***** LISTED ENTRIES *****
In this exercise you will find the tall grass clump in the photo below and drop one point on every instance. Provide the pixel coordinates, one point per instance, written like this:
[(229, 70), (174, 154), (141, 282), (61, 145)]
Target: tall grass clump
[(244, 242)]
*****
***** LISTED ENTRIES *****
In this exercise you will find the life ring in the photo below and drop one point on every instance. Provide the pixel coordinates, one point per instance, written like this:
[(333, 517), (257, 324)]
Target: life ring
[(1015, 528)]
*****
Going through the records above, state how many lines carry "below", with no other text.

2